**RECORDS SUPPLIED:**
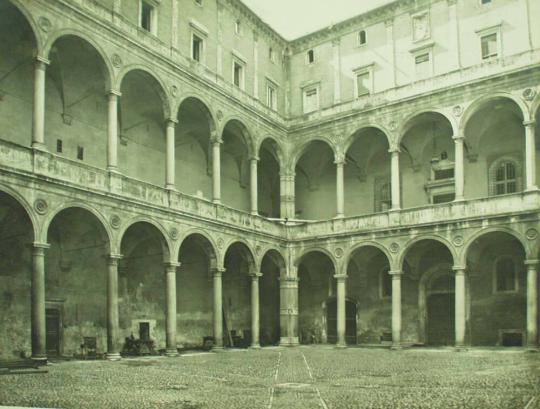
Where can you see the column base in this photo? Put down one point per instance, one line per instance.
(113, 356)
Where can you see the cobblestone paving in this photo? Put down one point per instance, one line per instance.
(275, 378)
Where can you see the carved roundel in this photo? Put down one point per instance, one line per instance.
(45, 24)
(116, 60)
(174, 233)
(115, 221)
(41, 206)
(531, 234)
(458, 241)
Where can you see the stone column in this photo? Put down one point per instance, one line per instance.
(460, 306)
(530, 156)
(170, 316)
(288, 288)
(218, 308)
(340, 188)
(532, 304)
(170, 162)
(459, 173)
(341, 318)
(255, 311)
(39, 348)
(396, 309)
(253, 163)
(395, 180)
(38, 116)
(113, 326)
(216, 171)
(112, 131)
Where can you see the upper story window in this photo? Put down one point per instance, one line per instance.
(148, 16)
(311, 99)
(505, 275)
(310, 57)
(362, 38)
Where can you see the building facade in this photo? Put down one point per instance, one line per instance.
(176, 169)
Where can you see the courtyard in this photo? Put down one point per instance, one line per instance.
(293, 378)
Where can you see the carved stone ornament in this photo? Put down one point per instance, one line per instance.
(116, 60)
(45, 24)
(458, 241)
(174, 233)
(531, 234)
(115, 221)
(529, 94)
(41, 206)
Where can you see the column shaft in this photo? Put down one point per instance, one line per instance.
(530, 156)
(340, 190)
(532, 304)
(255, 311)
(459, 174)
(216, 171)
(113, 327)
(170, 166)
(170, 316)
(39, 347)
(341, 303)
(396, 309)
(38, 129)
(460, 306)
(218, 309)
(253, 162)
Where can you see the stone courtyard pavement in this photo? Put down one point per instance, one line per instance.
(297, 378)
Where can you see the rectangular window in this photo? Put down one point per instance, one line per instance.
(363, 83)
(146, 16)
(489, 46)
(311, 100)
(196, 48)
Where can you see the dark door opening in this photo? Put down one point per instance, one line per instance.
(52, 325)
(441, 319)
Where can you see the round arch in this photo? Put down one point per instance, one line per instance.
(78, 205)
(160, 89)
(478, 103)
(70, 32)
(408, 122)
(409, 245)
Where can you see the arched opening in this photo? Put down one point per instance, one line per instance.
(495, 149)
(427, 161)
(316, 287)
(76, 284)
(367, 173)
(498, 290)
(193, 149)
(315, 182)
(194, 291)
(16, 234)
(76, 109)
(17, 56)
(268, 179)
(369, 286)
(142, 128)
(239, 265)
(427, 307)
(272, 268)
(141, 289)
(235, 166)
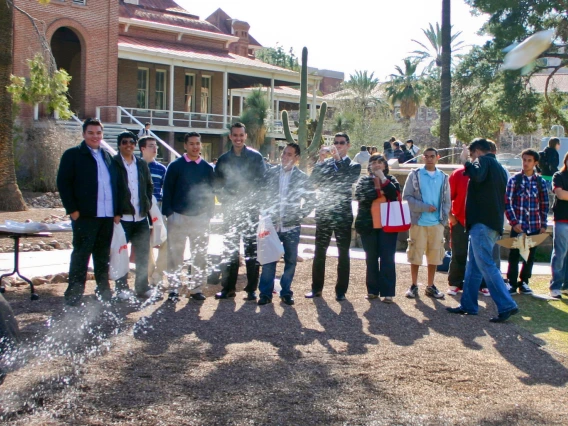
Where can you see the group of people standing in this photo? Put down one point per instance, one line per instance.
(98, 190)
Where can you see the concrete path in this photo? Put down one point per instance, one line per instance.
(42, 263)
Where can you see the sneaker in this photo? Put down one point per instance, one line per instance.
(524, 288)
(432, 291)
(453, 290)
(412, 291)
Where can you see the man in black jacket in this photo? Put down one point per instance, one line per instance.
(484, 210)
(134, 199)
(239, 177)
(334, 177)
(86, 183)
(289, 199)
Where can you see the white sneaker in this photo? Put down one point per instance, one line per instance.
(453, 290)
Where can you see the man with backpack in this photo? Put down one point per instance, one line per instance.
(526, 208)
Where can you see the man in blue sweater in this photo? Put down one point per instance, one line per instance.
(188, 204)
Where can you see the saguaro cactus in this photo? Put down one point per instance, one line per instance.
(303, 126)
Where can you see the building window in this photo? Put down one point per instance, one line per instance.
(160, 89)
(142, 89)
(189, 93)
(205, 95)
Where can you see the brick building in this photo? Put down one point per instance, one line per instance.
(137, 61)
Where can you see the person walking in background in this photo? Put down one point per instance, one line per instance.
(86, 181)
(484, 213)
(239, 176)
(188, 203)
(427, 191)
(134, 199)
(289, 198)
(334, 177)
(559, 260)
(526, 207)
(380, 246)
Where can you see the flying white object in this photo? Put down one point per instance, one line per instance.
(528, 50)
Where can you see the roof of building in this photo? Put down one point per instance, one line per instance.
(221, 20)
(162, 11)
(558, 81)
(197, 53)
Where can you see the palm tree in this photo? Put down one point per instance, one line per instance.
(405, 89)
(254, 116)
(433, 49)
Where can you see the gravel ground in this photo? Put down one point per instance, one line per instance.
(320, 362)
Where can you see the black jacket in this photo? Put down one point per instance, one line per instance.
(239, 178)
(335, 180)
(366, 193)
(485, 202)
(145, 187)
(77, 180)
(299, 188)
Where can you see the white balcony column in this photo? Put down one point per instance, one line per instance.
(171, 100)
(225, 99)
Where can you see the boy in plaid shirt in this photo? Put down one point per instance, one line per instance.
(526, 208)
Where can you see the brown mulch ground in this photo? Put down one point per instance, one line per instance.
(320, 362)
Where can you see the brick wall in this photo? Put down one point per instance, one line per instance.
(94, 25)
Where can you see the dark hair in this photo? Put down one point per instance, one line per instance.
(380, 158)
(295, 146)
(479, 144)
(564, 168)
(142, 141)
(238, 125)
(91, 122)
(342, 135)
(532, 152)
(125, 134)
(191, 135)
(431, 149)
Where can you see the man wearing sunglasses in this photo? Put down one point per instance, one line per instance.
(334, 177)
(134, 199)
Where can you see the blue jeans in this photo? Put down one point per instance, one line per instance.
(480, 265)
(559, 260)
(290, 241)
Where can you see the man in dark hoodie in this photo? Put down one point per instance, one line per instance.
(485, 208)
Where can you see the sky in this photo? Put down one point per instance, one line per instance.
(348, 35)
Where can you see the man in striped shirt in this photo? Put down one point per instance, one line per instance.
(526, 208)
(149, 148)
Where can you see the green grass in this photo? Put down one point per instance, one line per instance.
(547, 320)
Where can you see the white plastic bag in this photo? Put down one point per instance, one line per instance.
(118, 265)
(269, 247)
(159, 232)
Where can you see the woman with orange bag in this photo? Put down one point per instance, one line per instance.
(380, 246)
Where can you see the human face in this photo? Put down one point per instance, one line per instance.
(93, 136)
(238, 137)
(341, 145)
(289, 158)
(193, 147)
(528, 164)
(150, 151)
(430, 159)
(127, 146)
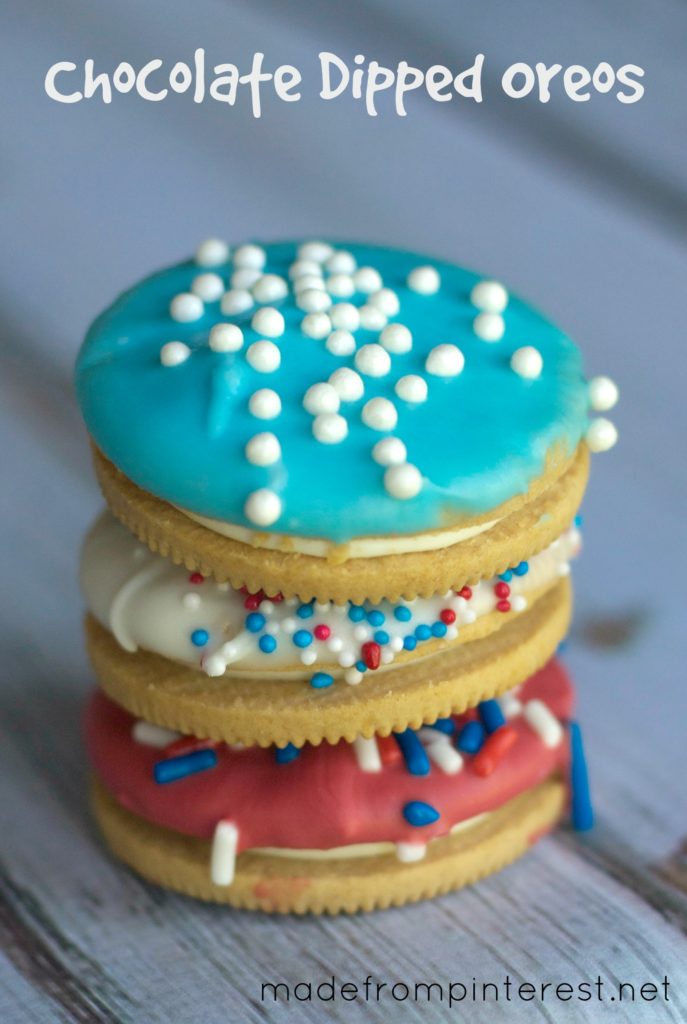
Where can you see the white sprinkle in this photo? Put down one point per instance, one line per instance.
(264, 356)
(444, 360)
(185, 307)
(264, 403)
(223, 858)
(373, 360)
(489, 296)
(268, 322)
(380, 414)
(263, 507)
(527, 363)
(402, 481)
(545, 724)
(316, 325)
(269, 288)
(330, 428)
(225, 338)
(601, 435)
(367, 754)
(238, 300)
(347, 383)
(488, 327)
(424, 281)
(389, 452)
(603, 393)
(396, 338)
(173, 353)
(263, 450)
(212, 252)
(412, 388)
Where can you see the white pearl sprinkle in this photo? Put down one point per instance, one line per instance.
(368, 280)
(373, 360)
(264, 403)
(389, 452)
(603, 393)
(330, 428)
(263, 507)
(225, 338)
(396, 338)
(380, 414)
(402, 481)
(238, 300)
(321, 398)
(263, 450)
(489, 296)
(250, 255)
(185, 307)
(268, 322)
(264, 356)
(341, 343)
(212, 252)
(347, 383)
(488, 327)
(444, 360)
(601, 435)
(527, 363)
(173, 353)
(345, 315)
(412, 388)
(269, 288)
(316, 325)
(208, 287)
(424, 281)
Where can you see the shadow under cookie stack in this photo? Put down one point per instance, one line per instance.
(325, 601)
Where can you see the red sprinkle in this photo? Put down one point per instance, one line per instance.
(495, 749)
(372, 653)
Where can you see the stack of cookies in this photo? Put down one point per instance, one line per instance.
(325, 602)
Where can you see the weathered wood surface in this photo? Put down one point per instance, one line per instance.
(583, 208)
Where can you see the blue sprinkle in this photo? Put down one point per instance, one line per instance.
(186, 764)
(267, 644)
(356, 612)
(418, 813)
(491, 715)
(254, 622)
(302, 638)
(284, 755)
(583, 812)
(320, 679)
(414, 753)
(471, 737)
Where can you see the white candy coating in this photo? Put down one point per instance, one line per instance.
(263, 450)
(424, 281)
(444, 360)
(173, 353)
(263, 507)
(185, 307)
(225, 338)
(527, 363)
(264, 356)
(373, 360)
(380, 414)
(412, 388)
(402, 481)
(268, 322)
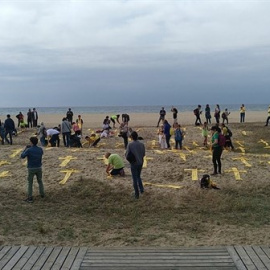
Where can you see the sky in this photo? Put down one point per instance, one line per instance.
(134, 52)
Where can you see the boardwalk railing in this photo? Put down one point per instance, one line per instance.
(82, 258)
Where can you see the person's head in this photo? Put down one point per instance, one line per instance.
(134, 135)
(34, 140)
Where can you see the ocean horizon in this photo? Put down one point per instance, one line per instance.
(126, 109)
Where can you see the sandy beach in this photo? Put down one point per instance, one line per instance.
(172, 173)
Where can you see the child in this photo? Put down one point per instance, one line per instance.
(205, 133)
(161, 138)
(178, 136)
(93, 140)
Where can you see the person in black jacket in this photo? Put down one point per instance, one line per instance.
(9, 127)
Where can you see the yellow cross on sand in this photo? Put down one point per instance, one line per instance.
(68, 174)
(4, 174)
(16, 152)
(183, 156)
(66, 160)
(4, 162)
(195, 143)
(242, 149)
(264, 142)
(194, 173)
(190, 151)
(243, 160)
(162, 186)
(236, 173)
(105, 160)
(239, 143)
(145, 161)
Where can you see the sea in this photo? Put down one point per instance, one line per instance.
(126, 109)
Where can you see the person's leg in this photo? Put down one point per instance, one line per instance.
(139, 170)
(64, 139)
(40, 183)
(168, 140)
(219, 153)
(214, 160)
(134, 174)
(31, 173)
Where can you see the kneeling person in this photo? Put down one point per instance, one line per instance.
(115, 164)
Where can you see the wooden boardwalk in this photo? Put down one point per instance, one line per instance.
(82, 258)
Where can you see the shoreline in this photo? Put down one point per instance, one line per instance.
(144, 119)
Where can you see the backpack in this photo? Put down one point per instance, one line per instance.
(221, 140)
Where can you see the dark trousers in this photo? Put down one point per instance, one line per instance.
(66, 138)
(168, 137)
(198, 120)
(54, 140)
(136, 177)
(216, 159)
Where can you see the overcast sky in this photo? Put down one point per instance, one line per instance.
(134, 52)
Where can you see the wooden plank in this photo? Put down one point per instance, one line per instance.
(8, 256)
(79, 258)
(255, 258)
(61, 258)
(34, 257)
(265, 259)
(51, 258)
(3, 251)
(15, 258)
(237, 260)
(26, 256)
(245, 258)
(70, 258)
(42, 259)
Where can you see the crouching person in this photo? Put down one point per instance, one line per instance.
(34, 164)
(115, 165)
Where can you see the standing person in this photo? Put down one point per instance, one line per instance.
(42, 134)
(268, 118)
(224, 116)
(162, 114)
(115, 164)
(79, 121)
(20, 117)
(2, 133)
(217, 113)
(124, 130)
(34, 164)
(175, 112)
(66, 131)
(242, 113)
(135, 154)
(53, 133)
(125, 118)
(208, 114)
(34, 117)
(228, 136)
(178, 136)
(9, 127)
(29, 118)
(197, 112)
(115, 118)
(205, 133)
(167, 128)
(69, 115)
(216, 150)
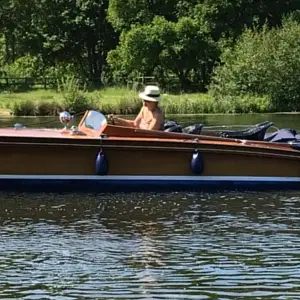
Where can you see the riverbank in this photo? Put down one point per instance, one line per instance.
(123, 101)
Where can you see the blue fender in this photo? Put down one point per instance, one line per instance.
(197, 164)
(101, 164)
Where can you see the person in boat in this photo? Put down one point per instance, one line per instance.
(150, 117)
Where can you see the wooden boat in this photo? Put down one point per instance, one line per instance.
(102, 157)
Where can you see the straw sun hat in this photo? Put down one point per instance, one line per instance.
(151, 93)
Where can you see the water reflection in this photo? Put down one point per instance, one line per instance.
(150, 246)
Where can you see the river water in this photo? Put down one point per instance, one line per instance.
(233, 245)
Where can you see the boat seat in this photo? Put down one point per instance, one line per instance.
(255, 133)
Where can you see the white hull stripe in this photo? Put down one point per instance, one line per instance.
(151, 178)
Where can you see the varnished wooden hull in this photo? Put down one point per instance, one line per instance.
(145, 162)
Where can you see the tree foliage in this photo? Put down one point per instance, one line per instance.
(182, 40)
(263, 62)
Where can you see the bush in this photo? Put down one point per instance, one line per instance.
(264, 63)
(76, 99)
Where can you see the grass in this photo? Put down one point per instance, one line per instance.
(120, 100)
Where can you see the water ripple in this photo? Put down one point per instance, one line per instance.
(150, 246)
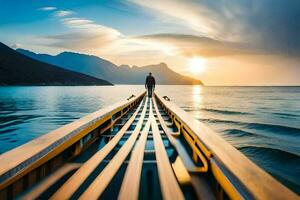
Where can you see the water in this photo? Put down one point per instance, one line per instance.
(262, 122)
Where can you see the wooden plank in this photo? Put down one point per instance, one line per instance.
(185, 157)
(131, 182)
(48, 182)
(169, 185)
(98, 186)
(74, 182)
(258, 182)
(11, 159)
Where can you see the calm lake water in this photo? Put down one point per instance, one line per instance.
(262, 122)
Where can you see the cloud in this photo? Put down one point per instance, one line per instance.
(273, 25)
(83, 34)
(15, 46)
(63, 13)
(191, 45)
(49, 8)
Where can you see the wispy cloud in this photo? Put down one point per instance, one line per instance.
(83, 34)
(268, 24)
(48, 8)
(191, 45)
(63, 13)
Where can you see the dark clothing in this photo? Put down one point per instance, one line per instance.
(150, 91)
(150, 85)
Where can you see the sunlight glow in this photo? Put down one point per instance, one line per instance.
(197, 65)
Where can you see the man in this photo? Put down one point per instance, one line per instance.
(150, 84)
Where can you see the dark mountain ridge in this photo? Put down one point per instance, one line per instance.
(19, 69)
(101, 68)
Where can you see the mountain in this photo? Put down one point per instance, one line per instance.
(18, 69)
(100, 68)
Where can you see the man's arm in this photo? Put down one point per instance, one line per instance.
(146, 82)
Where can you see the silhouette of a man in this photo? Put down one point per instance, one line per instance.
(150, 84)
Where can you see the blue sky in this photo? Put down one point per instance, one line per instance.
(258, 36)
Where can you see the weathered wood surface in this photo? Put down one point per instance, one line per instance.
(97, 187)
(185, 157)
(131, 182)
(13, 158)
(168, 182)
(259, 183)
(48, 182)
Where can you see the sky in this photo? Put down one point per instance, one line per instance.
(221, 42)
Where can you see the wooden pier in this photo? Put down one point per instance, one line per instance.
(140, 148)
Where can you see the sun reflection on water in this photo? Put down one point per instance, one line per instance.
(196, 99)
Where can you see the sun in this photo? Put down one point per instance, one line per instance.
(197, 65)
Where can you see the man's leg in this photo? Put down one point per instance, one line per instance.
(149, 92)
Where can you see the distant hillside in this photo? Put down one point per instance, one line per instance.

**TASK INSTRUCTIONS:** Copy out exactly the lines between the line with "Where can you see the wooden pier" and the last line of the entries, counting both of those lines.

**ANSWER TO THE PROBLEM:**
Where can you see the wooden pier in this photo? Put down one point per instance, one line per instance.
(140, 148)
Where can you see the sun reflection on water in this photo? Put down one point per instance, one line per instance.
(196, 99)
Where can you see the sun in this photo? Put down one point per instance, one line per instance.
(197, 65)
Where can you see the man's leg in this photo? Put down one point per instance, one line per instance.
(149, 92)
Where can you see the distant hillside in this photo? Put down one point per instance, one line per instance.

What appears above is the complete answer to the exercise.